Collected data

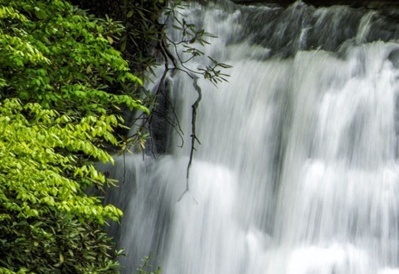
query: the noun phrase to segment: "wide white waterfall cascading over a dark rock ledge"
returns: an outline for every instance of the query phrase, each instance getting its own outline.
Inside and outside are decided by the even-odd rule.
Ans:
[[[301,1],[184,13],[219,37],[203,51],[231,77],[199,81],[180,201],[197,97],[184,73],[168,79],[183,148],[171,129],[164,155],[110,170],[124,273],[153,252],[164,274],[399,274],[399,25]]]

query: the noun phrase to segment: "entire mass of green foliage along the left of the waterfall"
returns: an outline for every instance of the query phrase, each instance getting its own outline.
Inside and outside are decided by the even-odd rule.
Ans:
[[[64,0],[0,0],[0,273],[115,273],[101,229],[122,107],[141,80],[111,44],[123,29]],[[139,145],[142,145],[139,141]]]

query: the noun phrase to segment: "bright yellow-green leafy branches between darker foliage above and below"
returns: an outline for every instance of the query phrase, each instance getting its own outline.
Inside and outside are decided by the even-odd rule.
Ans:
[[[25,114],[22,114],[25,113]],[[103,174],[92,164],[78,163],[77,152],[103,162],[112,157],[94,145],[96,139],[116,142],[115,116],[89,116],[76,125],[67,115],[45,110],[37,103],[16,100],[0,104],[0,204],[18,218],[45,216],[52,211],[83,220],[118,220],[122,212],[99,198],[84,194]],[[9,218],[5,213],[1,218]]]

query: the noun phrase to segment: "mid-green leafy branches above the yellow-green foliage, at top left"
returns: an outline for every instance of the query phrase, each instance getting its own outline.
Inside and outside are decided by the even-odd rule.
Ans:
[[[111,30],[62,0],[0,0],[0,96],[81,116],[117,105],[148,110],[131,96],[142,82],[110,46]]]

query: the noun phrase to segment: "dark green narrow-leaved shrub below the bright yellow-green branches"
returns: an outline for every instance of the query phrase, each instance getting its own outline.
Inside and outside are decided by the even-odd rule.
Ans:
[[[54,213],[1,221],[0,273],[110,273],[118,267],[110,239],[91,222]]]

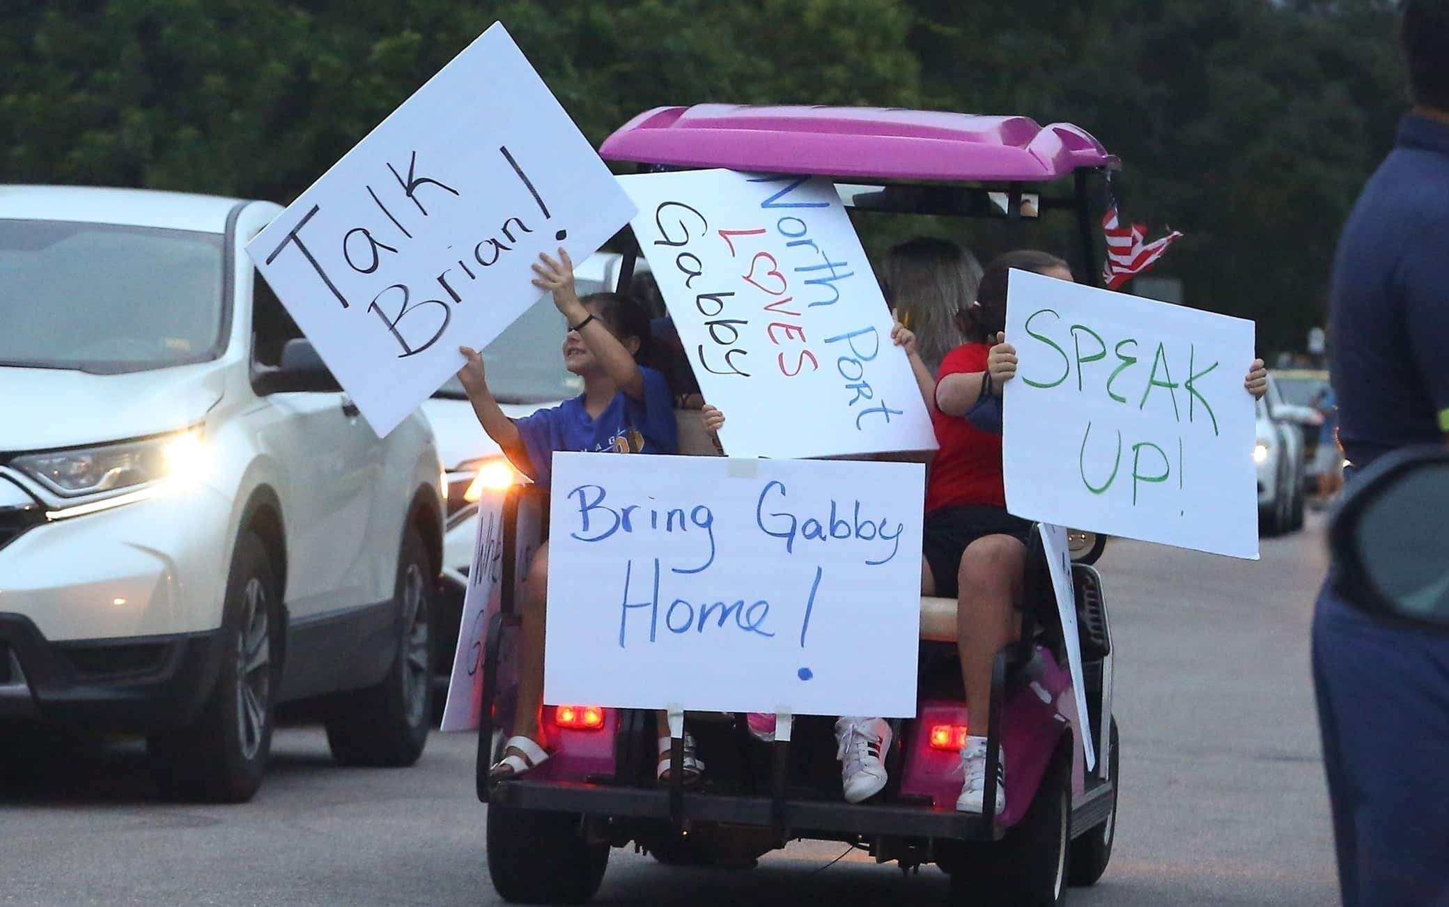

[WHAT TO WORK ON] What you write should match the entries exactly, except that the pictures are dropped.

[RESULT OF THIS TASK]
query: the noun phrase to segment: "wide white waterfall cascading over a dark rock ledge"
returns: an outline for every instance of the query phrase, each instance getting its own outline.
Inside and outside are decided by the even-odd rule.
Ans:
[[[301,1],[184,13],[219,37],[203,51],[231,77],[199,81],[180,201],[197,97],[184,73],[168,79],[183,148],[171,129],[164,155],[110,170],[124,273],[153,252],[164,274],[399,274],[399,25]]]

query: the noun phrase to segment: "entire mass of green foliage along the left of the waterfall"
returns: an outline for every instance of the query phrase, each instance getting its own outline.
Inside and outside are decided by the even-odd rule.
Ans:
[[[64,0],[0,0],[0,273],[115,273],[101,229],[122,107],[141,80],[111,44],[123,29]],[[139,145],[142,145],[139,141]]]

query: the noun phrase to segment: "bright yellow-green leafy branches between darker foliage above and below"
returns: an outline for every instance of the query phrase, each instance getting its own outline.
Inside and outside are decided by the even-odd rule.
Ans:
[[[25,114],[22,114],[25,113]],[[103,174],[92,164],[78,163],[77,152],[103,162],[112,157],[94,145],[96,139],[116,142],[115,116],[89,116],[76,125],[67,115],[45,110],[37,103],[16,100],[0,104],[0,204],[18,218],[45,216],[52,211],[83,220],[118,220],[122,212],[99,198],[84,194]],[[9,218],[5,213],[1,218]]]

query: the noun phrase to segment: "mid-green leafy branches above the yellow-green foliage, at top left"
returns: an outline for every instance of the query phrase, each instance getting its own outline.
Inside and outside are decided by the even-odd rule.
Ans:
[[[111,30],[62,0],[0,0],[0,96],[81,116],[117,105],[148,110],[131,96],[142,82],[110,46]]]

query: the noun phrase to segment: "dark green narrow-leaved shrub below the bright yellow-green branches"
returns: an outline for every instance of the query phrase, each instance getting its own outline.
Inside and outside are decided by the even-odd rule.
Ans:
[[[54,213],[1,221],[0,273],[110,273],[118,267],[110,239],[91,222]]]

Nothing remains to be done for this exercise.